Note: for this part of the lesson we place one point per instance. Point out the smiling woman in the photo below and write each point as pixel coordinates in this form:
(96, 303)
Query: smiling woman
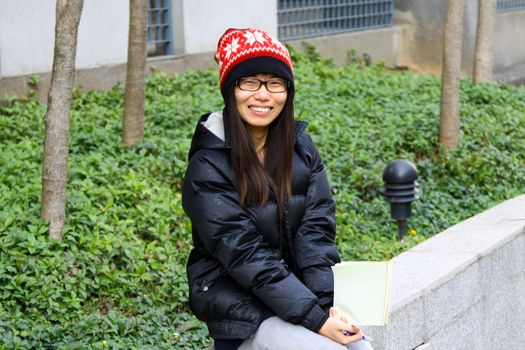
(262, 212)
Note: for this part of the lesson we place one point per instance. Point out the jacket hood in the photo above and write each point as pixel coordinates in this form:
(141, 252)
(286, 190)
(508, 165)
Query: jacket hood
(210, 133)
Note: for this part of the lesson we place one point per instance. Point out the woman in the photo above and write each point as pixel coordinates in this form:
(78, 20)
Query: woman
(262, 213)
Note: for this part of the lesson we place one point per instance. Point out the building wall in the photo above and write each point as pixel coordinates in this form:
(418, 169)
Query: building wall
(462, 288)
(414, 42)
(204, 21)
(425, 21)
(27, 32)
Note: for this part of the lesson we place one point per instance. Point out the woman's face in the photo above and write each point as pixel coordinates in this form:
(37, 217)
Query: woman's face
(258, 109)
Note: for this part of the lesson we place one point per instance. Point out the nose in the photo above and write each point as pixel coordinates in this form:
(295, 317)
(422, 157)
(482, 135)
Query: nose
(263, 93)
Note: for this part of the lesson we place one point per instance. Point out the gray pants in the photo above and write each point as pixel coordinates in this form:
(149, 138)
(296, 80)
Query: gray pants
(276, 334)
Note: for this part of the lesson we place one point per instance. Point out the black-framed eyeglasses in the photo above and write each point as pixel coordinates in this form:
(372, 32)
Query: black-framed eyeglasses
(254, 84)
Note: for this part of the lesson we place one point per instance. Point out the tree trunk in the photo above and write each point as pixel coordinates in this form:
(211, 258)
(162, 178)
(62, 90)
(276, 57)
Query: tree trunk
(54, 171)
(483, 58)
(450, 79)
(133, 118)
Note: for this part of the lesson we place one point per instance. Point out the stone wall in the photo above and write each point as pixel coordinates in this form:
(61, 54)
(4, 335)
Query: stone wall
(463, 288)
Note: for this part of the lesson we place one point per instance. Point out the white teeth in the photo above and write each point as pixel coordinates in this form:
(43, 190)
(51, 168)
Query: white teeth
(261, 109)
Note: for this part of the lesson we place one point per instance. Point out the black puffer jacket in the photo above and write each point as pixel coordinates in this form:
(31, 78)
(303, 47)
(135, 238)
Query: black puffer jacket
(246, 262)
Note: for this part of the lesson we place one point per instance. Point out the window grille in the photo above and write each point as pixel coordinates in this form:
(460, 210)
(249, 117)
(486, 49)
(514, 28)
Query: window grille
(509, 5)
(298, 19)
(160, 39)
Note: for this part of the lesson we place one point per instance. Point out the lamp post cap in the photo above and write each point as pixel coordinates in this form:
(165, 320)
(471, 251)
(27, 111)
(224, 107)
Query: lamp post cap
(400, 171)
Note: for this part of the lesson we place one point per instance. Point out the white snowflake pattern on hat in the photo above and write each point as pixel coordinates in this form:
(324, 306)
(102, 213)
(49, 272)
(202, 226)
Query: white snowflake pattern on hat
(232, 47)
(256, 36)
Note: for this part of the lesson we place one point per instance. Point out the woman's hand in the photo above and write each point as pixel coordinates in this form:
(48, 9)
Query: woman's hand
(335, 326)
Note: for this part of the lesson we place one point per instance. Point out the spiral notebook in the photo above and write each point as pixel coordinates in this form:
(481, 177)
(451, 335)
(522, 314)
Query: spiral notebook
(362, 291)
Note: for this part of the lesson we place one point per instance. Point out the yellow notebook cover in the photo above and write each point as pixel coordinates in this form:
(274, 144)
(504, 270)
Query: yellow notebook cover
(362, 291)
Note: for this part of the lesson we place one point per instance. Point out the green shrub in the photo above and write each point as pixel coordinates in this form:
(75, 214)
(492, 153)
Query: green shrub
(117, 279)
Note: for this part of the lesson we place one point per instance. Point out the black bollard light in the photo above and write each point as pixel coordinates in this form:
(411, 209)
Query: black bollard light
(400, 191)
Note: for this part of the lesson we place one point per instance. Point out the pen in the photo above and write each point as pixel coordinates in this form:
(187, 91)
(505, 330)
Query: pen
(363, 337)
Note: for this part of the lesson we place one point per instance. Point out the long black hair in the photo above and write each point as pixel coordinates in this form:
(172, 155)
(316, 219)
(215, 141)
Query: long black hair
(255, 180)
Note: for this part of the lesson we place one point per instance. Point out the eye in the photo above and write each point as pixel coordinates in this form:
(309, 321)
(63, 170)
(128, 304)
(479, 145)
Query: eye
(250, 83)
(277, 84)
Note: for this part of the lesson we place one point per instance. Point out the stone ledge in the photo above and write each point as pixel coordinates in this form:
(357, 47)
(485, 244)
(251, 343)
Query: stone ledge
(443, 289)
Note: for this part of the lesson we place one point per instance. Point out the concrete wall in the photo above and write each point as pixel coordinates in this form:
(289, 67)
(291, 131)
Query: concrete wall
(425, 20)
(204, 21)
(463, 288)
(27, 34)
(385, 45)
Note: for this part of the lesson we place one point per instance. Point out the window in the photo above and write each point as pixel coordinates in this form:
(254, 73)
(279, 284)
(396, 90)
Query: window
(298, 19)
(160, 38)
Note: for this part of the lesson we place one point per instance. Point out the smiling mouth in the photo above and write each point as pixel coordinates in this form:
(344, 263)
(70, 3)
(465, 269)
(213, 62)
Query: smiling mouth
(260, 109)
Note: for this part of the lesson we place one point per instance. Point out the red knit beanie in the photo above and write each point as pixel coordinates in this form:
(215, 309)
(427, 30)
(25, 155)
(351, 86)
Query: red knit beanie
(245, 52)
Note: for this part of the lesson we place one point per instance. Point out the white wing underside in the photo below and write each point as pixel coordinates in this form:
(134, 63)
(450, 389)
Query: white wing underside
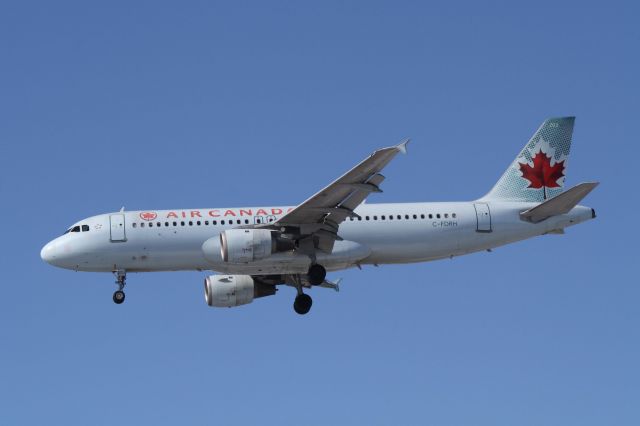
(319, 217)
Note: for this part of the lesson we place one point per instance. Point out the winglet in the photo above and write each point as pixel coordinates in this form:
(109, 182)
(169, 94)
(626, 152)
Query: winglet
(402, 146)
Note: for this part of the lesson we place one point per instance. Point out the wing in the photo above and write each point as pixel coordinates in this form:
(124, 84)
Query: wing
(319, 217)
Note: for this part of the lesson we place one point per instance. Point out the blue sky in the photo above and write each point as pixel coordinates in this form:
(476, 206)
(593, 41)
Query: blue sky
(159, 105)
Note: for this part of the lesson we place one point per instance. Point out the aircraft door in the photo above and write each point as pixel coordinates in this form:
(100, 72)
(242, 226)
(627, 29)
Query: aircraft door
(483, 217)
(117, 227)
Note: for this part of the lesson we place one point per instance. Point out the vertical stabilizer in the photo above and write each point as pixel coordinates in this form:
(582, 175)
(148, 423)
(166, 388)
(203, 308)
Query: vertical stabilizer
(538, 172)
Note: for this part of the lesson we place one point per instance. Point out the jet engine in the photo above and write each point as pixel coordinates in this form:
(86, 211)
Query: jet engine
(226, 291)
(248, 245)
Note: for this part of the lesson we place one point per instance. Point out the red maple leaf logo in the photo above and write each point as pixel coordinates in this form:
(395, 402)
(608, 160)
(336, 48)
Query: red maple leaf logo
(542, 174)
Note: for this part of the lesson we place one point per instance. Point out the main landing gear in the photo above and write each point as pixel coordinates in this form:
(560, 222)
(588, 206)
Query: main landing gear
(121, 278)
(315, 276)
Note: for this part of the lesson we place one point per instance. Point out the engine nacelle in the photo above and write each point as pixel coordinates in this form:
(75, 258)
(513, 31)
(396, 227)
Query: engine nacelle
(226, 291)
(246, 245)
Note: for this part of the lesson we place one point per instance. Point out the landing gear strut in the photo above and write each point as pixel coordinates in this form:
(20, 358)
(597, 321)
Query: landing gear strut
(121, 278)
(316, 274)
(302, 304)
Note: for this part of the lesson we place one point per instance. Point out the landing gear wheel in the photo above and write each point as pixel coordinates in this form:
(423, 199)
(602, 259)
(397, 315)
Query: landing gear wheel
(316, 274)
(118, 297)
(302, 304)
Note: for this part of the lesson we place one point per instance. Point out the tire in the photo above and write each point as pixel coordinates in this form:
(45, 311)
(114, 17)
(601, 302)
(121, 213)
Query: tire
(118, 297)
(302, 304)
(316, 274)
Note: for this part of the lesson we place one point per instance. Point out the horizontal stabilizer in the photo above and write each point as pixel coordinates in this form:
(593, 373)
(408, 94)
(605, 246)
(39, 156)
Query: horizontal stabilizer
(559, 204)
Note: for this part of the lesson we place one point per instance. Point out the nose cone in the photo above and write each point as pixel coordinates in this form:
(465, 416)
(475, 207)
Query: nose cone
(47, 253)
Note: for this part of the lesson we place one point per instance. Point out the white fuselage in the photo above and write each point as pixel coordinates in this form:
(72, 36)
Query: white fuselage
(172, 240)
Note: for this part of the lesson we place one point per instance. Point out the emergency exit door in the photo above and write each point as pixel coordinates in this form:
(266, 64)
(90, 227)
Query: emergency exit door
(117, 228)
(483, 216)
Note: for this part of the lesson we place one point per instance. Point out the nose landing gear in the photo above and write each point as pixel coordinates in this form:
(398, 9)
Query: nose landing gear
(121, 278)
(316, 274)
(302, 303)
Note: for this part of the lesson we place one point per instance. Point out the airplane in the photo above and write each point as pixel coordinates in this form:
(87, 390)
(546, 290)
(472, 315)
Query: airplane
(253, 250)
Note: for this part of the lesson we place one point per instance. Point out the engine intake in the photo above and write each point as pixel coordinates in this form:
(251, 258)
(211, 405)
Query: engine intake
(227, 291)
(248, 245)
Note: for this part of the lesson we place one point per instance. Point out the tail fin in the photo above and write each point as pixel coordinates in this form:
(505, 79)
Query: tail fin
(538, 172)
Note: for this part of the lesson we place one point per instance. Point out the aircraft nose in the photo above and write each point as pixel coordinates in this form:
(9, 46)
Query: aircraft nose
(47, 253)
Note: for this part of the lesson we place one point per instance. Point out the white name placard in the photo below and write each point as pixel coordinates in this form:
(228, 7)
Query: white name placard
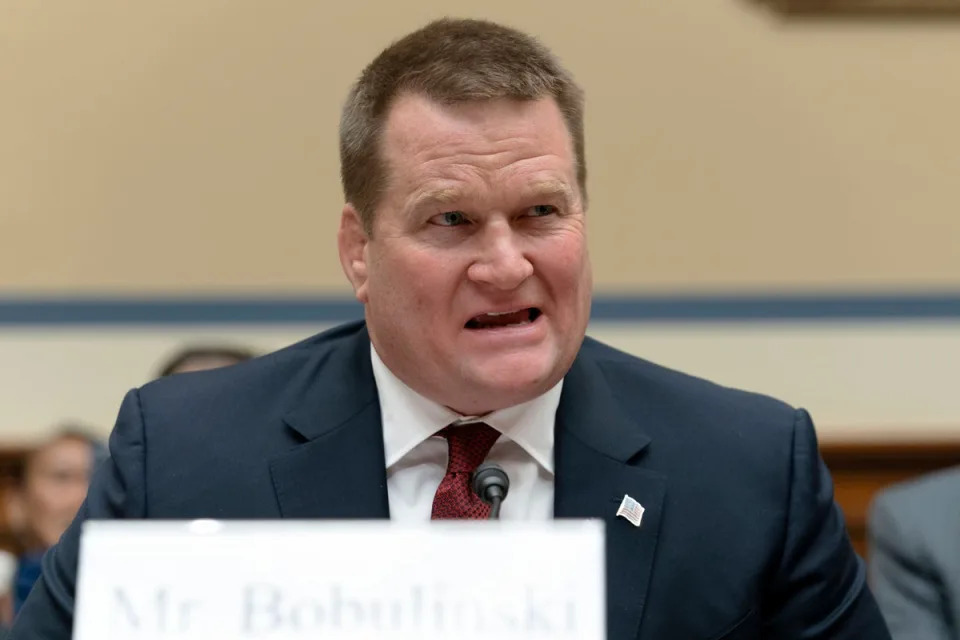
(286, 580)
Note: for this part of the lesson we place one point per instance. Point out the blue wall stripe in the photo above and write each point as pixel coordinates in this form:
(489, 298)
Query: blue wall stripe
(637, 308)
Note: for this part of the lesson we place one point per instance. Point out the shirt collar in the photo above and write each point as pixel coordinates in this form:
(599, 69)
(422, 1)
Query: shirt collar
(409, 418)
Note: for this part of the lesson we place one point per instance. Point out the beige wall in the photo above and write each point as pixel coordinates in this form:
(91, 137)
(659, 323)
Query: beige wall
(190, 145)
(876, 382)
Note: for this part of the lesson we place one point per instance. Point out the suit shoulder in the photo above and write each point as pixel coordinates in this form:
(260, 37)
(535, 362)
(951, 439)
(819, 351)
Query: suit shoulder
(631, 376)
(252, 381)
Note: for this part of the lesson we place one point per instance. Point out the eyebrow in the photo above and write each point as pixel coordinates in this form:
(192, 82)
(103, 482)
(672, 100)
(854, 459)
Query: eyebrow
(541, 189)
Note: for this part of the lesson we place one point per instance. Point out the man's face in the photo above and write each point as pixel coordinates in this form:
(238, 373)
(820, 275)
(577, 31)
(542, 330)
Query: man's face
(476, 278)
(54, 488)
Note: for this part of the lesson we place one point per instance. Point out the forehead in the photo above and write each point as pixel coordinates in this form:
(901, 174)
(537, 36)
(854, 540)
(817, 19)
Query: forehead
(60, 451)
(425, 139)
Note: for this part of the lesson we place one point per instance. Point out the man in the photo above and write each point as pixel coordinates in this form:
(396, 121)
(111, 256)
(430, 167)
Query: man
(464, 236)
(914, 532)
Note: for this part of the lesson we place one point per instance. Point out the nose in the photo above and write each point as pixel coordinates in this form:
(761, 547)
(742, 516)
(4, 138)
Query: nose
(500, 262)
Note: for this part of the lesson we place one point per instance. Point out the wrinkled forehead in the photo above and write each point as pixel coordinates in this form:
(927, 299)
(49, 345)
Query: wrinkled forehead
(423, 138)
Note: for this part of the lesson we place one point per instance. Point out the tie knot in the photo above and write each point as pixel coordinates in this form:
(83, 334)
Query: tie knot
(469, 445)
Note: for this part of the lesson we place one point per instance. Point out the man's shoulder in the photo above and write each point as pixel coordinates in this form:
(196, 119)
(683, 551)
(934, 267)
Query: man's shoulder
(265, 379)
(645, 381)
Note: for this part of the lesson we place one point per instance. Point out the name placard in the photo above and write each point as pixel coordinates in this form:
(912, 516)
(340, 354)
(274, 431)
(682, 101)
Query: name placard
(287, 580)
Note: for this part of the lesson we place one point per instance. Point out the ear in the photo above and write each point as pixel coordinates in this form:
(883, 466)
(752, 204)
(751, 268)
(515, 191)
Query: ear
(352, 242)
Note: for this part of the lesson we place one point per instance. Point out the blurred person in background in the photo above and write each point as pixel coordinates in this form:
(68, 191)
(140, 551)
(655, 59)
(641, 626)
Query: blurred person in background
(45, 500)
(203, 357)
(914, 530)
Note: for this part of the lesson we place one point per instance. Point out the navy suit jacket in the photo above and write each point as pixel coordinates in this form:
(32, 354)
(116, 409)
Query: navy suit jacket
(740, 538)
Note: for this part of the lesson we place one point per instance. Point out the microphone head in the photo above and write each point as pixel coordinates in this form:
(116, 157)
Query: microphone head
(489, 481)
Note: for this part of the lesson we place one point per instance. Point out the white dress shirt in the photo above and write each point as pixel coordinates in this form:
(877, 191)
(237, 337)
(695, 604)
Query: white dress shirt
(416, 459)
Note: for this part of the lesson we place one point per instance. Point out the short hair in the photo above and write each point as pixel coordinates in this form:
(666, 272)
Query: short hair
(185, 355)
(450, 61)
◇ ◇ ◇
◆ **Prompt**: Could you tally the lines in the data that contain the string "below" and answer with the number alone?

◆ **Exercise output**: 3